• **Data entries**:

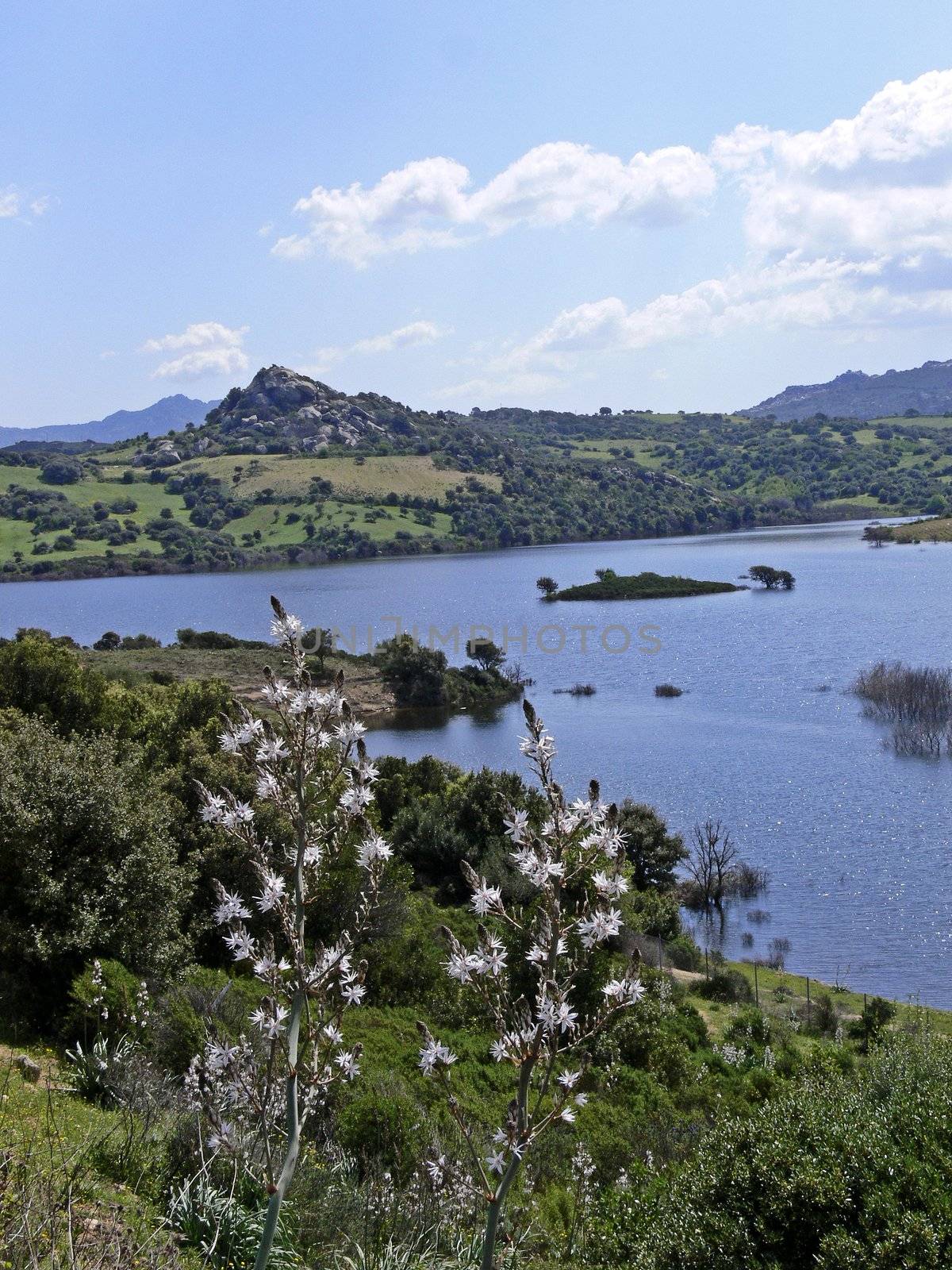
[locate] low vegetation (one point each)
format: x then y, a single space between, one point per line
914 702
641 586
267 480
131 829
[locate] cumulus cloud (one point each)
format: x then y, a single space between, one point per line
404 337
205 348
16 203
847 228
429 202
876 183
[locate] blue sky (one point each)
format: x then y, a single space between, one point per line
577 215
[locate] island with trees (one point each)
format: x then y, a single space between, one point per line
639 586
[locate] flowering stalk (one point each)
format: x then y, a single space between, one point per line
575 867
311 768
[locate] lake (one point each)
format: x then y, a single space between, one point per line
857 842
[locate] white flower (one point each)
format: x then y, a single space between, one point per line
565 1018
273 888
609 886
602 925
236 814
286 628
241 944
355 799
220 1056
517 825
271 1022
348 732
213 810
222 1137
626 992
230 908
486 899
272 749
435 1054
461 967
348 1064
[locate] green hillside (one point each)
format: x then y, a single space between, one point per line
290 470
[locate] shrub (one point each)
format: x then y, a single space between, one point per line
727 986
88 863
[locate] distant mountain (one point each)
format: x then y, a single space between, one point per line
173 412
854 395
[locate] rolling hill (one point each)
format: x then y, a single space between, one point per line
926 391
290 470
171 412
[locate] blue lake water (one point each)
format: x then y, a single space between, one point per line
857 842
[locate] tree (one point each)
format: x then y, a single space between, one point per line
711 859
42 677
486 654
543 1020
416 675
877 535
88 861
653 852
311 770
772 578
319 643
61 470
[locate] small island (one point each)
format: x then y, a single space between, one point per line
641 586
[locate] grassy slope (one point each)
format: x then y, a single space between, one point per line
924 531
290 478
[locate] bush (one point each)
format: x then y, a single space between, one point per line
88 863
61 470
831 1174
727 986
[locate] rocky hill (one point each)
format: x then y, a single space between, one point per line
306 410
854 395
171 412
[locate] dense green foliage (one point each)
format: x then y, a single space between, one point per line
643 586
273 487
720 1134
841 1170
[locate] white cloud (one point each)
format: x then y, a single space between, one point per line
848 229
404 337
428 202
207 348
877 183
14 202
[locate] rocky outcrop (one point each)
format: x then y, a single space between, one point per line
304 410
926 389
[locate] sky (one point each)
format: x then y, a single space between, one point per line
676 205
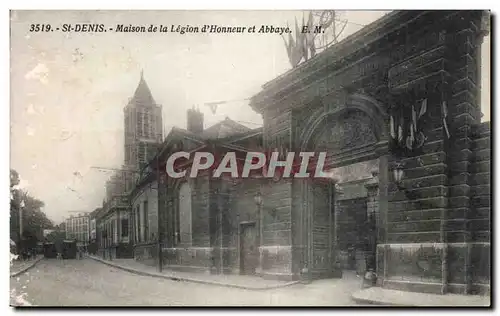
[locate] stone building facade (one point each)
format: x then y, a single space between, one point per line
357 100
404 94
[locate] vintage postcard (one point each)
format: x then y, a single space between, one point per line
250 158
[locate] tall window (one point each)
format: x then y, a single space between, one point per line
138 226
185 216
146 221
124 227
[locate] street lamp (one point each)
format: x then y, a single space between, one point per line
398 174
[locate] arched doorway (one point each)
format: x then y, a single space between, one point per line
185 221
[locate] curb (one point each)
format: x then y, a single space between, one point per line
183 279
24 269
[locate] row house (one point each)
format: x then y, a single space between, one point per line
397 100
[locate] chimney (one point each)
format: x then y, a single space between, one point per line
195 121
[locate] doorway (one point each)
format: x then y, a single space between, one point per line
248 248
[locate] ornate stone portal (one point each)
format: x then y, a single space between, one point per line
434 234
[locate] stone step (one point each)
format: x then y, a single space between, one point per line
481 166
481 236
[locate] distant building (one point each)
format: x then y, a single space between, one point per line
77 227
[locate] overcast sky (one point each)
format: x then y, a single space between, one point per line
68 89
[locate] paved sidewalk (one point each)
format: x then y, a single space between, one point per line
18 267
380 296
231 280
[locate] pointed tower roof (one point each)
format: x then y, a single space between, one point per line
142 95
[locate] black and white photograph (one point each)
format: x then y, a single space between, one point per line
250 158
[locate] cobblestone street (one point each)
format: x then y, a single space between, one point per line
90 283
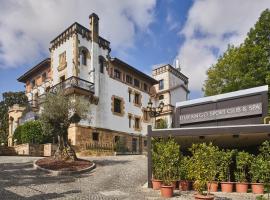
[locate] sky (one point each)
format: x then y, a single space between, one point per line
143 33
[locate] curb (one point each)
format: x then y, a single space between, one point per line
59 173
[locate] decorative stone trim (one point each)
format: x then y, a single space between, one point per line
143 117
140 99
140 124
81 48
94 99
62 61
62 172
122 106
77 29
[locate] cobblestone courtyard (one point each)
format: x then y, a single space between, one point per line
119 177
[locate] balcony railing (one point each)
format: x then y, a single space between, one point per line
75 83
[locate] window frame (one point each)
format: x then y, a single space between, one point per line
161 84
95 136
117 74
129 79
138 81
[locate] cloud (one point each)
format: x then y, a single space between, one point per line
27 27
211 25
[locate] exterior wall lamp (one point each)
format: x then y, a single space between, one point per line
154 111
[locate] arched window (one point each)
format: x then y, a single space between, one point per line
101 64
84 57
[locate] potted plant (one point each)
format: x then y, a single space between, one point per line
257 171
265 154
242 165
184 183
224 175
203 168
157 168
169 158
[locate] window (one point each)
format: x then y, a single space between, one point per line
62 61
84 57
129 95
161 97
129 121
117 74
137 123
146 116
145 87
161 84
116 138
95 136
101 64
47 89
44 76
136 83
33 83
62 78
128 79
145 143
117 105
137 98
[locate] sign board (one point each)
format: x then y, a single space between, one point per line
225 113
28 117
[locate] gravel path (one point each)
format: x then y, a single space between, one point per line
120 177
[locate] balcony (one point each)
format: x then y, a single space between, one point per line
74 85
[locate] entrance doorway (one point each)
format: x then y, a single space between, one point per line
134 144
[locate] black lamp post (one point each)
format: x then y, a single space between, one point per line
154 111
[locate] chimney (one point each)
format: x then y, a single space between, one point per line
94 27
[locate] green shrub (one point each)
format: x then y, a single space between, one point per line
258 169
265 154
31 132
166 157
243 161
183 168
203 165
225 161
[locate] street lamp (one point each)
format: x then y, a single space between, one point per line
154 111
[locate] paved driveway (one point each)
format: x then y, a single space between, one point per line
120 177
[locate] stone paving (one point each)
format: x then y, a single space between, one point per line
120 177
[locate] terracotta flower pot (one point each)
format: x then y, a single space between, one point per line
213 186
227 187
174 183
257 188
184 185
156 184
241 187
167 191
204 197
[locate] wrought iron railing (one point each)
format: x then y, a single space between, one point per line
73 82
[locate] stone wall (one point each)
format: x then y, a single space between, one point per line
80 136
7 151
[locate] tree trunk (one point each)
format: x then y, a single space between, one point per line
64 150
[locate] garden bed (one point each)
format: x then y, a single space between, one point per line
58 165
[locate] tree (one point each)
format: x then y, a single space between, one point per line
58 112
9 99
245 66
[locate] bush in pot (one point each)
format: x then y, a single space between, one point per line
258 169
157 149
265 153
169 159
203 168
184 183
224 176
243 160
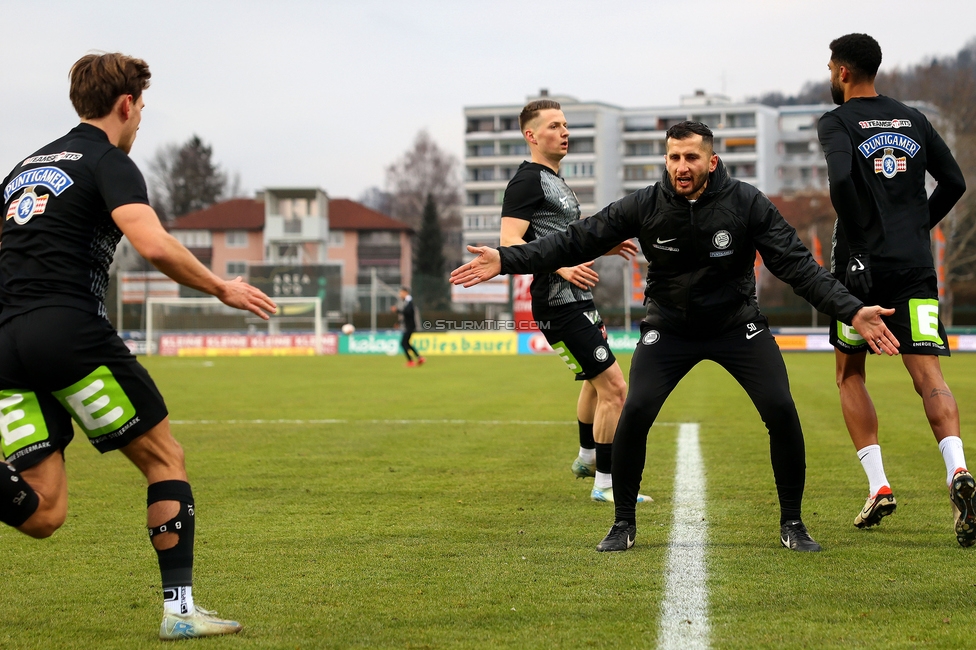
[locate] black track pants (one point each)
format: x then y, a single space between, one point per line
751 356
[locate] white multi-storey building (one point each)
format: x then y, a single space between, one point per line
494 149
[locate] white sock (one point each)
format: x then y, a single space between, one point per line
177 600
588 456
870 458
952 454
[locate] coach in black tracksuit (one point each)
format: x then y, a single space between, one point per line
700 230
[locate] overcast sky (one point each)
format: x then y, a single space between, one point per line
327 93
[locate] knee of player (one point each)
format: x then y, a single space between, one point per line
43 523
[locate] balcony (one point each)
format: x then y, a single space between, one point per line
297 230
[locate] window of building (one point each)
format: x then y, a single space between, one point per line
585 195
710 120
742 170
481 173
482 222
740 120
642 172
576 170
740 145
581 145
510 123
236 268
236 238
481 124
483 149
516 148
193 238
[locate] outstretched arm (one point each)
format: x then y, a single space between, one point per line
139 223
583 241
582 275
485 266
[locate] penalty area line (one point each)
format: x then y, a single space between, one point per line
387 421
684 611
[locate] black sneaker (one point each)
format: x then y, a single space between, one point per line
794 536
620 538
961 493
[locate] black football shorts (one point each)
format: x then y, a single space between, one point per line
579 337
914 294
59 364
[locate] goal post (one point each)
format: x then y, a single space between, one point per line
207 316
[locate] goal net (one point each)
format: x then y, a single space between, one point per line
207 327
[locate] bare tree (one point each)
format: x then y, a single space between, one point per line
427 170
184 178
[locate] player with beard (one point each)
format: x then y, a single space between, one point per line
539 202
67 206
878 151
700 230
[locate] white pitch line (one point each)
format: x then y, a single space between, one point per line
342 421
684 612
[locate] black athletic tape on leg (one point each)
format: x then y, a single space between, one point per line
176 563
603 456
18 500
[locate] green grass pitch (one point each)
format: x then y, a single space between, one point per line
370 534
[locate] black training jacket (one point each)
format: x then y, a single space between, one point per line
700 255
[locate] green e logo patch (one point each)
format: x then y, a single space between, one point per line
97 403
925 319
567 356
21 421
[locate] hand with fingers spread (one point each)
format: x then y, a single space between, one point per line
583 276
241 295
867 321
485 266
625 249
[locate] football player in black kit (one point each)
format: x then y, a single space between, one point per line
67 206
539 202
700 230
878 151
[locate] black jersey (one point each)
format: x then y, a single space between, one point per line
58 237
881 203
538 195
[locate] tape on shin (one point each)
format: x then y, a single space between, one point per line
18 501
175 563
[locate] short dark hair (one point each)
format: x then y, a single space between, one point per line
859 53
532 109
98 80
686 129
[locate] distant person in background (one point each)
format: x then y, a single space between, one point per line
538 202
878 151
408 321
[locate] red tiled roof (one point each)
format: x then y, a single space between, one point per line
235 214
349 215
248 214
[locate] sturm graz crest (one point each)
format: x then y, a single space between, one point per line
721 239
888 165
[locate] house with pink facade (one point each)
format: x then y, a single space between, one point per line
301 226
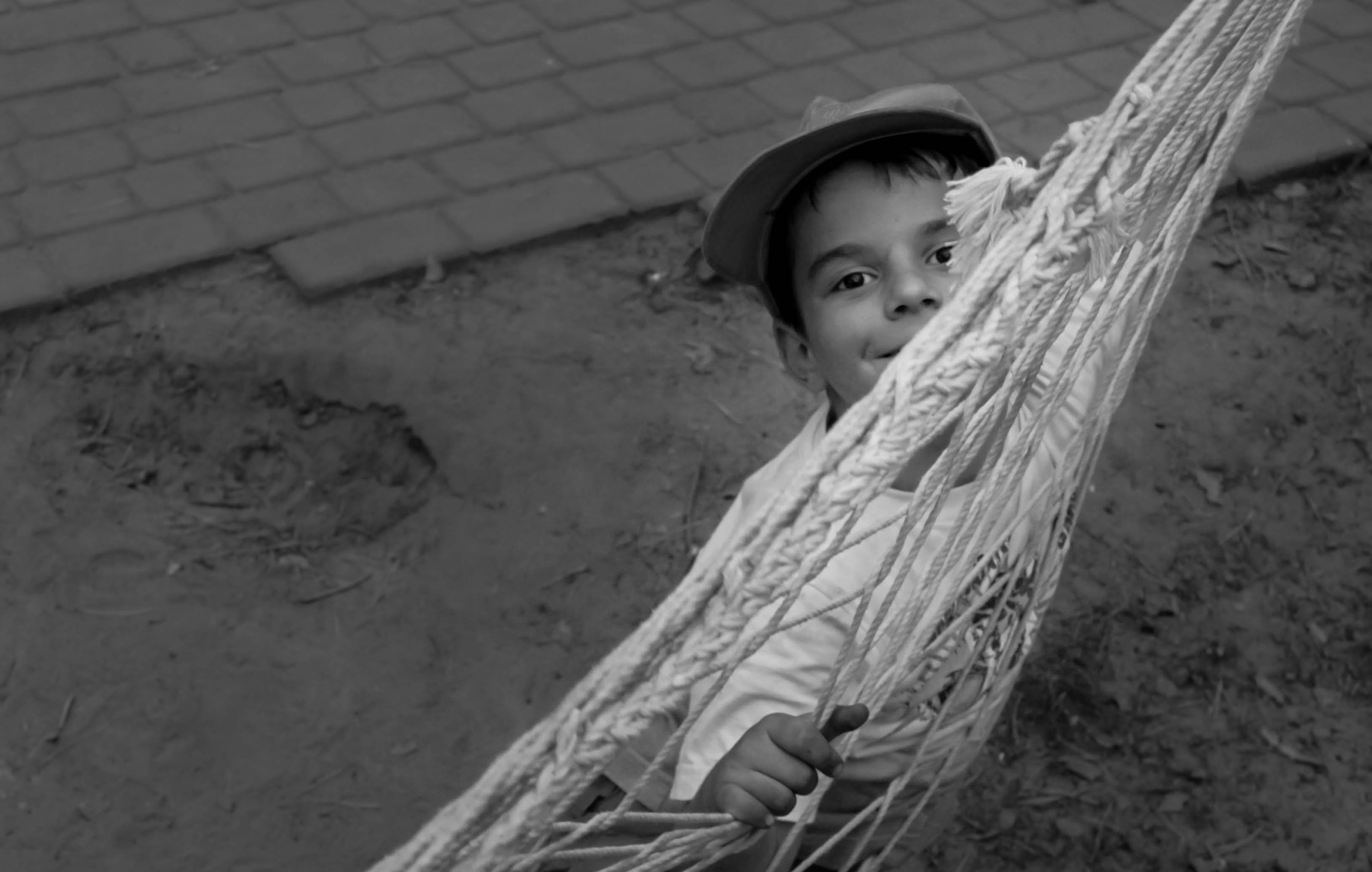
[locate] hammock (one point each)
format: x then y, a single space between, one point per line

• **What is required**: The copy should hold exactly the lines from the line containing "[locate] tape on shin (one point each)" through the end of the data, both ends included, and no pictures.

• **Answer for this exercise**:
[locate] tape on shin (one point each)
format: x then y, a single space between, one point per line
18 501
175 563
[locate] short dark hair (one point each)
format: x then y, a single space between, one point per line
859 53
532 109
98 80
686 129
[locate] distant person in background (one point each)
format: x then y, a single space between, one point per line
538 202
878 151
408 321
[locate] red tiled roof (one point each)
format: x then y, a single space between, one point per line
235 214
349 215
248 214
[locate] sturm graz crest (one point each)
format: x then y, a single space between, one point per line
721 239
888 165
[locate] house with pink facade (one point each)
format: x then y, a single space between, one point per line
301 226
[locate] hammock (one point each)
format: x then y, a single space between, one point per line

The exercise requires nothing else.